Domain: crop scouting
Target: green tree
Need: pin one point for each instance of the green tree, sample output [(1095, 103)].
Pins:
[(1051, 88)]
_ _ _ _
## Your task
All of the material must be reproduced exactly.

## Final answer
Domain: crop scouting
Target: green tree
Need: pin one point for each instance of the green tree, sample output [(1095, 103)].
Pins:
[(1051, 88)]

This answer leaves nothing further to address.